= Source =
That’s why I was intrigued by two recent companion New York Times articles: “The Diplomats Can’t Save Us,” and “The Generals Can’t Either.” Together they paint a challenging picture for the future of United States foreign policy. Both articles deserve a full-read by all of us. A few highlights to whet your appetite:

From “The Diplomats Can’t Save Us:”

The president signaled early on that military might, not diplomatic deftness, was his thing. Soft power was for the birds. This worldview (in essence no more than Trump’s gut) has been expressed in a proposed cut of about 30 percent in the State Department budget as military spending soars; a push to eliminate some 2,300 jobs; the vacancy of many senior posts, including 20 of the 22 assistant secretary positions requiring Senate confirmation; unfilled ambassadorships — roughly 30 percent of the total — from Paris to New Delhi; and the brushoff of the department’s input in interagency debate and in pivotal decisions, like withdrawal from the Paris climate accord. Days are now marked by resignations, unanswered messages and idled capacity.

From “The Generals Can’t Either:”

During a recent conference in Singapore, someone asked Secretary of Defense James Mattis whether, given President Trump’s withdrawal from the Trans-Pacific Partnership and the Paris climate agreement, we were “present at the destruction” of the America-led postwar order. In a twist on a remark by Abba Eban (often attributed to Churchill), the former general answered: “Bear with us. Once we have exhausted all possible alternatives, the Americans will do the right thing.”

= Exercise data =
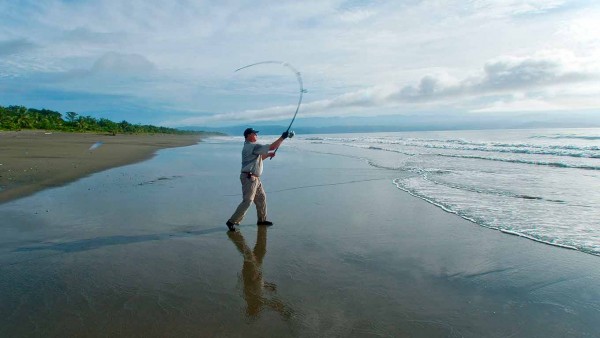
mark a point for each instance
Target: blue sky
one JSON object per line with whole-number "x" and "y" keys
{"x": 172, "y": 63}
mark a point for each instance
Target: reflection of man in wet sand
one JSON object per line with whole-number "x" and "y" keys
{"x": 252, "y": 275}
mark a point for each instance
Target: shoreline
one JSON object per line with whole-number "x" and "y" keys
{"x": 33, "y": 160}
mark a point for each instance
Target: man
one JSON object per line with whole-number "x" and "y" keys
{"x": 253, "y": 155}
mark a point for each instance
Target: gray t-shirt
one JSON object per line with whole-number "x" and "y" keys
{"x": 251, "y": 159}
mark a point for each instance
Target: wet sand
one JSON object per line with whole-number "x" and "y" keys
{"x": 143, "y": 250}
{"x": 34, "y": 160}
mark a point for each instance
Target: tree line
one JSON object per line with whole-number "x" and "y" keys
{"x": 19, "y": 117}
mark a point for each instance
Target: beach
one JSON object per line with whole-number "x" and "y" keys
{"x": 34, "y": 160}
{"x": 143, "y": 250}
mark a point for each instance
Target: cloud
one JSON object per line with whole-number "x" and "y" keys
{"x": 503, "y": 76}
{"x": 120, "y": 64}
{"x": 15, "y": 46}
{"x": 357, "y": 57}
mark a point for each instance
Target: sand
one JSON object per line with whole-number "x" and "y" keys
{"x": 35, "y": 160}
{"x": 143, "y": 250}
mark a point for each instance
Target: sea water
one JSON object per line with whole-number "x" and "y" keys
{"x": 540, "y": 184}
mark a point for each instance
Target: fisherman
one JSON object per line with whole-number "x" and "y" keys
{"x": 253, "y": 155}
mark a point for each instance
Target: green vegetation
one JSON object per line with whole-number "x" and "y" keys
{"x": 19, "y": 117}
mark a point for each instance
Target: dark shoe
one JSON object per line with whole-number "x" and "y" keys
{"x": 264, "y": 223}
{"x": 231, "y": 226}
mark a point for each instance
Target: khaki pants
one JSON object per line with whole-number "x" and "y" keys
{"x": 252, "y": 191}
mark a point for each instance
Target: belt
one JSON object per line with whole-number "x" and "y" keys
{"x": 249, "y": 173}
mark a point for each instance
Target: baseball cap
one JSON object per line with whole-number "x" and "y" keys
{"x": 249, "y": 131}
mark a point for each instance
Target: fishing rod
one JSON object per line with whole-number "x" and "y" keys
{"x": 300, "y": 83}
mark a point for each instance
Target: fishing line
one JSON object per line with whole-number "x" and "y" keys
{"x": 300, "y": 83}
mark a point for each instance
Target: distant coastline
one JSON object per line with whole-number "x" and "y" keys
{"x": 40, "y": 149}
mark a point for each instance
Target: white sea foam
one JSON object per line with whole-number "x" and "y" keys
{"x": 537, "y": 184}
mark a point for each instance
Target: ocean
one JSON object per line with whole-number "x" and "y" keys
{"x": 540, "y": 184}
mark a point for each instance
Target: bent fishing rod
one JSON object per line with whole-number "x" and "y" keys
{"x": 300, "y": 83}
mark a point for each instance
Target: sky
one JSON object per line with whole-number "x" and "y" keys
{"x": 173, "y": 63}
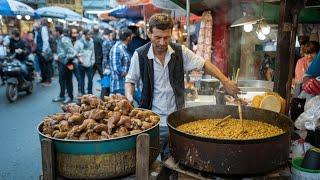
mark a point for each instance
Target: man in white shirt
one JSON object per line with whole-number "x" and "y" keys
{"x": 161, "y": 66}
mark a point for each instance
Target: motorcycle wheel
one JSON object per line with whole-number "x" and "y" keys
{"x": 12, "y": 92}
{"x": 29, "y": 89}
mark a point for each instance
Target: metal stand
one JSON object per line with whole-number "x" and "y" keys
{"x": 142, "y": 160}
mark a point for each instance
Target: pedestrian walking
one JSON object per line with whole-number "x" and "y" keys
{"x": 76, "y": 43}
{"x": 120, "y": 61}
{"x": 44, "y": 53}
{"x": 106, "y": 47}
{"x": 98, "y": 41}
{"x": 66, "y": 55}
{"x": 86, "y": 61}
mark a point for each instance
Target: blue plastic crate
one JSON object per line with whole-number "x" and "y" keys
{"x": 105, "y": 81}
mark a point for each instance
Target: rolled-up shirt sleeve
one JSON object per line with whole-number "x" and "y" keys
{"x": 191, "y": 60}
{"x": 133, "y": 75}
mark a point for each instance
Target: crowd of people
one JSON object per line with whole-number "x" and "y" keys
{"x": 75, "y": 52}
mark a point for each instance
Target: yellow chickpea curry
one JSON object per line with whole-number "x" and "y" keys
{"x": 231, "y": 129}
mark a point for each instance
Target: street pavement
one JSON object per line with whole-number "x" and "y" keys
{"x": 20, "y": 154}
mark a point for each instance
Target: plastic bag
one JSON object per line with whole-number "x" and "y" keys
{"x": 310, "y": 118}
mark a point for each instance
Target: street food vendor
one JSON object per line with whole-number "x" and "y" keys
{"x": 161, "y": 66}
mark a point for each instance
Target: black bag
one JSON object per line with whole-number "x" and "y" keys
{"x": 296, "y": 108}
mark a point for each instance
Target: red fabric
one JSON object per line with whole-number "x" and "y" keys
{"x": 301, "y": 67}
{"x": 221, "y": 35}
{"x": 312, "y": 86}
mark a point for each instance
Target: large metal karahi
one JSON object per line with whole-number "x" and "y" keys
{"x": 229, "y": 157}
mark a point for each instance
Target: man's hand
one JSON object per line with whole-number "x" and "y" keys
{"x": 129, "y": 91}
{"x": 230, "y": 87}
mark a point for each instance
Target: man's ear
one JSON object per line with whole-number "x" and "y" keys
{"x": 149, "y": 34}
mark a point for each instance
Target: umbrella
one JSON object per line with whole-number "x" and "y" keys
{"x": 59, "y": 12}
{"x": 127, "y": 12}
{"x": 12, "y": 8}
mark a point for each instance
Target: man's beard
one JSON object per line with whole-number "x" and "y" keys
{"x": 161, "y": 48}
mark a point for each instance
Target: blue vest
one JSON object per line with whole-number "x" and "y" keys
{"x": 176, "y": 76}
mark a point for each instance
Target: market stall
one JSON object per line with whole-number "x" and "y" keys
{"x": 15, "y": 14}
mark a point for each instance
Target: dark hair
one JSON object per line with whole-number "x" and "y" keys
{"x": 311, "y": 47}
{"x": 95, "y": 29}
{"x": 160, "y": 21}
{"x": 59, "y": 29}
{"x": 66, "y": 31}
{"x": 70, "y": 30}
{"x": 107, "y": 31}
{"x": 86, "y": 31}
{"x": 16, "y": 32}
{"x": 134, "y": 29}
{"x": 124, "y": 33}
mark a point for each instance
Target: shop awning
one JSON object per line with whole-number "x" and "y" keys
{"x": 59, "y": 12}
{"x": 12, "y": 8}
{"x": 270, "y": 11}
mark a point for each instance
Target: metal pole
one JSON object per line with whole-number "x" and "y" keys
{"x": 188, "y": 23}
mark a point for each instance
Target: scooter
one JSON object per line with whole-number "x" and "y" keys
{"x": 16, "y": 81}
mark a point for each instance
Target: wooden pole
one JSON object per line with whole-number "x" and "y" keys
{"x": 283, "y": 44}
{"x": 142, "y": 157}
{"x": 295, "y": 14}
{"x": 235, "y": 37}
{"x": 48, "y": 160}
{"x": 188, "y": 23}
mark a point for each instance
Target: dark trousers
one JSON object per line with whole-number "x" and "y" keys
{"x": 82, "y": 72}
{"x": 164, "y": 135}
{"x": 97, "y": 67}
{"x": 105, "y": 91}
{"x": 46, "y": 69}
{"x": 76, "y": 74}
{"x": 65, "y": 80}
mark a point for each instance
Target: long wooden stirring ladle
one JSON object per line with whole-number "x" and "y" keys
{"x": 239, "y": 102}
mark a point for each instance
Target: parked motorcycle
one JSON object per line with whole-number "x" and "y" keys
{"x": 16, "y": 80}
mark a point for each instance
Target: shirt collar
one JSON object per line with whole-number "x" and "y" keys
{"x": 152, "y": 56}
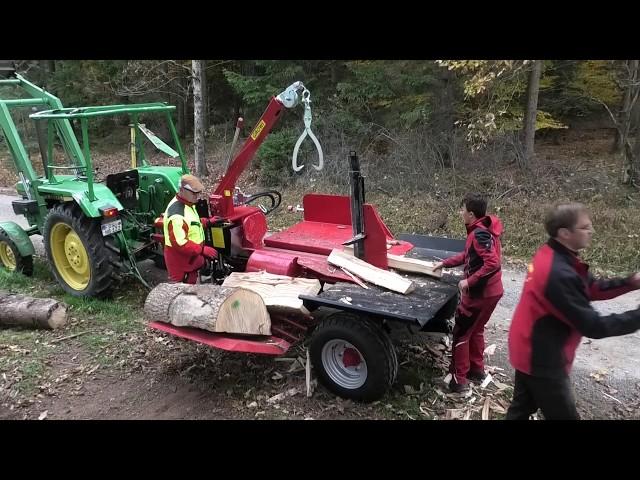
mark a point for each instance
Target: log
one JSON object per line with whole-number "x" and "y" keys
{"x": 368, "y": 272}
{"x": 208, "y": 307}
{"x": 24, "y": 311}
{"x": 279, "y": 292}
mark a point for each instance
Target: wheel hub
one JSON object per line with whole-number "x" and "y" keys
{"x": 351, "y": 357}
{"x": 344, "y": 364}
{"x": 70, "y": 257}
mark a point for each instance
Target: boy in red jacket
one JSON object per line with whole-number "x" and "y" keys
{"x": 555, "y": 312}
{"x": 480, "y": 290}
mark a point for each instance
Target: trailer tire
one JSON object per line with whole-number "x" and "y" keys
{"x": 76, "y": 250}
{"x": 10, "y": 257}
{"x": 353, "y": 357}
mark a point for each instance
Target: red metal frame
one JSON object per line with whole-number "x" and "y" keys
{"x": 264, "y": 345}
{"x": 300, "y": 251}
{"x": 221, "y": 201}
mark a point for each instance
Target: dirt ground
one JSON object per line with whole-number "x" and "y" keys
{"x": 142, "y": 374}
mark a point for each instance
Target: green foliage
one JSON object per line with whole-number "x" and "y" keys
{"x": 274, "y": 157}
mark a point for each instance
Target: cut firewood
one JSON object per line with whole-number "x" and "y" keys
{"x": 23, "y": 311}
{"x": 485, "y": 409}
{"x": 354, "y": 278}
{"x": 208, "y": 307}
{"x": 368, "y": 272}
{"x": 406, "y": 264}
{"x": 279, "y": 292}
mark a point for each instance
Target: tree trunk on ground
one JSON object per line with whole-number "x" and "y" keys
{"x": 20, "y": 310}
{"x": 198, "y": 117}
{"x": 208, "y": 307}
{"x": 532, "y": 110}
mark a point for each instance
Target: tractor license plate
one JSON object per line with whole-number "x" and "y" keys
{"x": 111, "y": 227}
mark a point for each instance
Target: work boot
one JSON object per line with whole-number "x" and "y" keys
{"x": 458, "y": 387}
{"x": 476, "y": 376}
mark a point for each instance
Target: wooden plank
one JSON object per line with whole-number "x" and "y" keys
{"x": 279, "y": 292}
{"x": 368, "y": 272}
{"x": 400, "y": 262}
{"x": 406, "y": 264}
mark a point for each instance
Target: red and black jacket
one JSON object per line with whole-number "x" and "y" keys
{"x": 554, "y": 312}
{"x": 482, "y": 258}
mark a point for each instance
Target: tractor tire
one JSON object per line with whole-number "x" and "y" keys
{"x": 353, "y": 357}
{"x": 76, "y": 251}
{"x": 11, "y": 259}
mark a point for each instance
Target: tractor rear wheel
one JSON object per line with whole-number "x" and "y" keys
{"x": 353, "y": 357}
{"x": 76, "y": 252}
{"x": 10, "y": 257}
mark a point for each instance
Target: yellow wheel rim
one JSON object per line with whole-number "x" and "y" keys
{"x": 70, "y": 257}
{"x": 7, "y": 257}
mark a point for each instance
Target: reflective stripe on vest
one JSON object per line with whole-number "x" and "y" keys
{"x": 178, "y": 214}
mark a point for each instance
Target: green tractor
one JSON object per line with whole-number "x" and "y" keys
{"x": 95, "y": 232}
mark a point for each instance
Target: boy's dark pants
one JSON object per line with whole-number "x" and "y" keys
{"x": 467, "y": 351}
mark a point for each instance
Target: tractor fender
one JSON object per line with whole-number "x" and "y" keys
{"x": 104, "y": 199}
{"x": 17, "y": 234}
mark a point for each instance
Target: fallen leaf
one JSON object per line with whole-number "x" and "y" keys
{"x": 486, "y": 381}
{"x": 490, "y": 350}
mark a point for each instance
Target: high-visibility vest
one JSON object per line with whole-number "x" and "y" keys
{"x": 184, "y": 223}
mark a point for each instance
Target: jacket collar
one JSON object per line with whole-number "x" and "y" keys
{"x": 183, "y": 200}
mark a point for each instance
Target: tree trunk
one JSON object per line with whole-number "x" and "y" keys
{"x": 532, "y": 110}
{"x": 624, "y": 116}
{"x": 20, "y": 310}
{"x": 206, "y": 98}
{"x": 208, "y": 307}
{"x": 279, "y": 292}
{"x": 198, "y": 117}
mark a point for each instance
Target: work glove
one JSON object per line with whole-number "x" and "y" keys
{"x": 212, "y": 222}
{"x": 209, "y": 252}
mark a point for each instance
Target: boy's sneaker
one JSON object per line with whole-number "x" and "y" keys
{"x": 476, "y": 376}
{"x": 458, "y": 387}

= Job A =
Answer these questions using the foreign policy passage above, giving each answer on its own line marked the same way:
(i) By about what percentage is the State Department budget proposed to be cut?
(ii) How many of the 22 assistant secretary positions requiring Senate confirmation are vacant?
(iii) In which city was the conference where Secretary of Defense James Mattis was asked his question held?
= Job B =
Show every line of the entries that contains the word "ground".

= Expected answer A =
(i) About 30 percent
(ii) 20
(iii) Singapore

= Expected answer B =
Target: dirt ground
Target: tree trunk on ground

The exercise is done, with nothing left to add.